## begin Dataset

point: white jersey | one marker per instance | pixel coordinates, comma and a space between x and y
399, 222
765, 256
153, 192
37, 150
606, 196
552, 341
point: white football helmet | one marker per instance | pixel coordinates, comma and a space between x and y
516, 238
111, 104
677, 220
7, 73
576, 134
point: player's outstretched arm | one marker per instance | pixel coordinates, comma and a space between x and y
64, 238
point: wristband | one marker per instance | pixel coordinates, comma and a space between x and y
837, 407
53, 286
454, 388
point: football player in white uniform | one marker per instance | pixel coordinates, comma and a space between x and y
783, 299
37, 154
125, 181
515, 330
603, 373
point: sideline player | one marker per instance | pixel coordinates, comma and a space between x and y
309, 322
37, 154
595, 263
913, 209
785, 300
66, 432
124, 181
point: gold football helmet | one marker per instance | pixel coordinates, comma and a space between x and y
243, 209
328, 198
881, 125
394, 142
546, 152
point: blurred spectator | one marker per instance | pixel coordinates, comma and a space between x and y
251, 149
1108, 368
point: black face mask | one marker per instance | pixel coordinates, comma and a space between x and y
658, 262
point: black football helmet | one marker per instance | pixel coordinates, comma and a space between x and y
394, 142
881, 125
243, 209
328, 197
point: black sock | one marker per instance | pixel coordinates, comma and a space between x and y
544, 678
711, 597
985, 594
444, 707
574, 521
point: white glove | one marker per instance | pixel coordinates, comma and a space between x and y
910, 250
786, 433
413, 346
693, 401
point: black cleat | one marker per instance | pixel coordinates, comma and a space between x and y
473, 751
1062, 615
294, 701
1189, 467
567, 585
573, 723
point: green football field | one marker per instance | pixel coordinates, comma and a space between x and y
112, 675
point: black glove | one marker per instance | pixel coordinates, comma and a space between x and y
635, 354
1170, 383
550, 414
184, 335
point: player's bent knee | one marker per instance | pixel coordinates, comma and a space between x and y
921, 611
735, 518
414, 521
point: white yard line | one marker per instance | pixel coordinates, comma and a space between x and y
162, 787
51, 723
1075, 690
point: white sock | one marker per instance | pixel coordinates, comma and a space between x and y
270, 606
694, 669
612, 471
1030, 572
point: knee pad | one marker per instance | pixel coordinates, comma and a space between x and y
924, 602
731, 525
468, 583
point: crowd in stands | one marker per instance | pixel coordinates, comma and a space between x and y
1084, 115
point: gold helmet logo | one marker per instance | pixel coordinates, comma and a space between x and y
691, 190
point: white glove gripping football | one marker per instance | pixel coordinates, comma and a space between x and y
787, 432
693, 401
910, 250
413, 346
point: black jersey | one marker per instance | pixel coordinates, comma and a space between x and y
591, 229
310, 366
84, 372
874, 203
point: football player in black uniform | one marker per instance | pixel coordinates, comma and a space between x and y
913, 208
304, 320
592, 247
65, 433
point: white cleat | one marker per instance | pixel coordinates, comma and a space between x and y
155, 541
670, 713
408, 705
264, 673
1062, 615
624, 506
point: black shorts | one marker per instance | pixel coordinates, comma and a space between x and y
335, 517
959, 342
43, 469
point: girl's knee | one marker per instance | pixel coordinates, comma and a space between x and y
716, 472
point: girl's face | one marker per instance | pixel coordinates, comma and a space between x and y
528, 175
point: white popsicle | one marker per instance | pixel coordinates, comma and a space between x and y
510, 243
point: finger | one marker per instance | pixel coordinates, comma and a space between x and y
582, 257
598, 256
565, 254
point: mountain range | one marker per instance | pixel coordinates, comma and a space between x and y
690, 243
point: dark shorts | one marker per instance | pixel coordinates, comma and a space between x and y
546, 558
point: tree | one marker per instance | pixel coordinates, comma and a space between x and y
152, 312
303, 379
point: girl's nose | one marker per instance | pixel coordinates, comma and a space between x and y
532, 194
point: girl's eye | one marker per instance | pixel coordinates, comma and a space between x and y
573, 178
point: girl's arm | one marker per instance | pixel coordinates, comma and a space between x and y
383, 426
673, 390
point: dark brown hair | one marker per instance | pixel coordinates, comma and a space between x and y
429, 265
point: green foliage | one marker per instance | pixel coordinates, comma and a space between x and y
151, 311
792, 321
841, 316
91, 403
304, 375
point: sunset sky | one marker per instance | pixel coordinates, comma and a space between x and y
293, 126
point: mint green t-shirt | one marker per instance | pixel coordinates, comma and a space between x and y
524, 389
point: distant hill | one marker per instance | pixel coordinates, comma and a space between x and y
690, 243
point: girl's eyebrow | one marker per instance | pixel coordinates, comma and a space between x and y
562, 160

## end Dataset

Aim:
Quote the data above in full, changing nothing.

Complete output:
point: white jersey | one marker per instance | pixel coordinates, comma and a space between x and y
399, 222
765, 256
153, 192
37, 150
606, 196
552, 341
point: white football helmet | one marker per instance | pixel coordinates, comma and a space between x and y
516, 238
111, 104
677, 220
7, 73
576, 134
point: player's outstretched arm | one marker per instance | pixel coordinates, comma and a space between x and y
64, 238
point: wristband | one marker per instance | pixel coordinates, comma and a space between x and y
837, 407
53, 286
454, 388
point: football player in white uniform | one marker per instance | pixel coordinates, comma and a space between x and y
783, 299
37, 154
125, 181
515, 330
603, 373
point: sideline player | one marker per instance | pixel coordinates, comma and a space between x and y
309, 322
37, 154
595, 263
913, 209
785, 300
66, 432
124, 181
point: gold football helmet | one marker per instance | pixel coordinates, comma and a space between x and y
243, 209
328, 198
881, 125
394, 142
546, 152
point: blurred spectator | one marker per instance | pixel coordinates, comma and a space between x and y
251, 149
1108, 368
point: black face mask | one marker per instance | pixel coordinates, comma and a space between x and y
658, 262
point: black football helmet | one marker per instance | pixel coordinates, comma and a space between x and y
394, 142
881, 125
243, 209
328, 197
point: black sock | one marker per instance | pixel coordinates, comma and a space between x and y
544, 678
711, 597
985, 594
444, 707
574, 521
point: white glove | one marker per instance | pixel coordinates, comma and a space between x and y
910, 250
786, 433
413, 346
693, 401
point: black cleat | one marker per instance | pixel coordinates, comma and a space between x and y
473, 751
1062, 615
294, 701
1189, 467
567, 585
573, 723
point: green football field | one marker per instance | pixel coordinates, comma and a space between x and y
112, 675
point: black glove | one marker per instance | pixel coordinates, comma and a space between x and y
635, 354
1170, 383
550, 414
184, 335
point: player's bent knee | one marker per instance | pixel coordinates, comma and a space between x and y
921, 611
735, 518
414, 521
point: white yard line | one marker per instance | pixel coordinates, comma and a space between x and y
162, 787
51, 723
1075, 690
point: white sock | one marker per instance | pixel coordinates, comma and a space between x and y
270, 606
694, 669
612, 471
1030, 572
point: knee pad | one marker per instance | pixel coordinates, comma and a space between x and y
924, 602
731, 525
468, 583
point: crowd in stands | one marker per instance | pixel coordinates, comma and a space between x and y
1084, 115
point: gold helmet logo | one marker per instance | pixel coordinates, comma and a space between x and y
691, 190
point: white glove gripping football | one marker per instance | pixel coordinates, comma and a space between x and y
787, 432
693, 401
910, 250
413, 346
point: black jersey | one marker per instance | pixel coordinates, comma and a space between x and y
591, 229
310, 366
84, 372
874, 203
point: football player in black uniform | one marker per instance | pixel coordinates, comma and a space between x and y
913, 208
304, 320
592, 247
65, 433
point: white cleat | one marker per instance | pixel coordinates, comma and a space between x and y
155, 541
670, 713
408, 705
264, 673
1062, 615
624, 506
point: black shorts | one marker per instance | pixel coordinates, comma and a space between x and y
335, 517
959, 342
43, 469
point: girl's knee | one marker per instance | pixel coordinates, comma and a space between x and y
716, 472
point: girl's face | one marker per instance | pixel coordinates, comma and a space between x and y
528, 175
point: white popsicle | one marker per instance | pixel coordinates, comma and a space between x and y
510, 243
point: finger | one marker per instance | pixel coordinates, comma and a space between x and y
582, 257
598, 256
565, 254
point: mountain range | one marker per instance | pixel coordinates, comma and a space between x and y
690, 243
point: dark shorts | one marker per instance | pixel coordinates, comma and a space between x and y
546, 558
point: tree | one marker per instance | pixel coordinates, comma and a space between x and y
152, 312
303, 379
point: girl's nose | one marker per instance | pixel coordinates, comma and a space between x and y
532, 194
point: girl's eye | one marker per instance | pixel coordinates, comma and a space between x and y
573, 178
point: girl's arm | one marker per instance | pixel coordinates, comma and a space between x and y
383, 426
673, 390
point: dark brown hair | one marker per instance | pixel coordinates, comma and a space between x and y
429, 265
point: green foliage | one marker per instance | pixel coordinates, comma and a space between x and y
151, 311
792, 321
841, 316
91, 403
304, 375
point: sunset sky | one marker per instance | pixel coordinates, comma and a space between x and y
293, 126
point: mint green t-shirt | one marker per instance | pixel coordinates, comma and a space between x and y
524, 389
point: distant hill | one marker per instance | pixel coordinates, comma and a space between x and y
690, 243
point: girl's eyebrow | one marker per instance | pixel coordinates, comma and a space between x and y
562, 160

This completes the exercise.